═════ Page extract

The pleas do not allege any fraudulent intent or purpose on the part of Bacalis in applying for and accepting the insurance. His refusal to accept all that was offered would go far to disprove such an intent. No questions were asked him in connection with his application touching this matter. The position taken is that the case is like that where one gets fire insurance on his property when to his knowledge, but not that of the insurer, a conflagration which threatens it is already raging; or where one about to fight a duel should in like manner obtain life insurance, as instanced by Judge Taft in Penn Mutual Life Ins. Co. v. Mechanics' Co., 6 Cir., 72 F. 413, 38 L.R.A. 33; and that the risk is simply not that intended to be insured. In reply it is urged that after all relief in such a case depends on the fraud of the insured as causing a mistake on the part of the insurer, and that a fraudulent purpose must be shown as held in the case cited; and that the fraudulent intent is necessary to be averred has been decided in Florida. American Ins. Co. v. Robinson, 120 Fla. 674, 163 So. 17. Many cases are cited by each side on this point, but we will not decide
Where against its written policy a life insurance company, particularly after the death of the insured, attempts to show fraud of the insured in procuring it, the rule is well settled that some evidence of fraud is not enough, nor should the jury be instructed to act on the bare preponderance of the evidence, but that the evidence must be clear and satisfactory in character. Suravitz v. Prudential Ins. Co., 261 Pa. 390, 104 A. 754; Northwestern Mutual Life Ins. Co. v. Wiggins, 9 Cir., 15 F.2d 646; Equitable Life Assurance Society v. Dunn, 3 Cir., 61 F.2d 450; New York Life Insurance Co. v. Kwetkauskas, 3 Cir., 63 F.2d 890; Northwestern Mutual Life Ins. Co. v. West, 62 App.D.C. 381, 68 F.2d 428. In the language of this court in Williams v. Penn Mutual Life Ins. Co., 5 Cir., 27 F.2d 1, 3, "Fraud is never presumed, and the burden was on appellant to prove it with reasonable certainty by a preponderance of convincing evidence." Concealment is only a form of fraud, and the same rule applies when concealment is claimed. College Silk Throwing Co. v. American Credit Ind. Co., 3 Cir., 43 F.2d 668. Bacalis had some cause, in popular estimation, to kill Frank, but Frank had none to kill Bacalis. It is not contended that Bacalis meditated any attack on Frank. The initial difficulty and its first heat had been assuaged both by time and by a settlement. No new cause for violence appears to have arisen. No strong reason for Bacalis to expect to be killed is proven, nor is it clearly proved that he had such a fear before the policy became of force. One might suppose that his later unwillingness to sleep alone was due to such a fear, and that the fear dated back to the negotiation for the policy; but there is no clear and convincing proof of it. It is not even shown that Frank did kill him.

══════════
═════ Records shown

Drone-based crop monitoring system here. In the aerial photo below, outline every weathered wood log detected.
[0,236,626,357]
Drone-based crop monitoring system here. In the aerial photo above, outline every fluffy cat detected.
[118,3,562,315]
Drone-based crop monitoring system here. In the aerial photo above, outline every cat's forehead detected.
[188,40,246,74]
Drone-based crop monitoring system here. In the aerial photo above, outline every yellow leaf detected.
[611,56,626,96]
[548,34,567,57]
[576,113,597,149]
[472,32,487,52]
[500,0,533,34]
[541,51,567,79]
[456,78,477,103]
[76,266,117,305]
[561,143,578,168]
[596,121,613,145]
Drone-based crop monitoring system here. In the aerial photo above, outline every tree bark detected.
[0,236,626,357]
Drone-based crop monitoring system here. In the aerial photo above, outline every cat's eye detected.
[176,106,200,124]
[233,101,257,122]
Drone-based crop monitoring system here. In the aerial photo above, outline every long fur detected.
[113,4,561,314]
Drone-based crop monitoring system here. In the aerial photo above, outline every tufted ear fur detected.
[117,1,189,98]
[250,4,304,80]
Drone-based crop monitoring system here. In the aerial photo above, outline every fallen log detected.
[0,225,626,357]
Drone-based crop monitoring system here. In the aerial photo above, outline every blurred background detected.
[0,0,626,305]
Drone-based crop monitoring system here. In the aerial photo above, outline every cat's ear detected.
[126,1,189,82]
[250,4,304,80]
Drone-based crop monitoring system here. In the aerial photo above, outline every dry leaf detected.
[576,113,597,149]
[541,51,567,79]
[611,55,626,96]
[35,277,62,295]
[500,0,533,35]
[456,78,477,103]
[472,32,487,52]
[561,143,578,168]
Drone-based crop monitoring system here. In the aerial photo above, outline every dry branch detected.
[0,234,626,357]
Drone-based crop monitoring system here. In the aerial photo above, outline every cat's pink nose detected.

══════════

→ Required tasks:
1. Summarize the opinion excerpt in two sentences.
2. The opinion excerpt says the rule for proving fraud also applies when concealment is claimed. Explain why in one or two sentences.
3. According to the opinion excerpt, which judge gave the example of a person about to fight a duel who obtains life insurance?

→ Replies:
1. It is argued that Bacalis obtained insurance against a risk that was not meant to be insured, although the pleas do not allege any fraudulent intent and his refusal to accept all that was offered would go far to disprove one. Under the settled rule, fraud or concealment must be proved by clear and satisfactory evidence, and there is no clear and convincing proof that Bacalis feared being killed before the policy became of force.

2. The rule applies because concealment is only a form of fraud. A claim of concealment therefore needs the same clear and satisfactory evidence, not merely some evidence or a bare preponderance.

3. Judge Taft.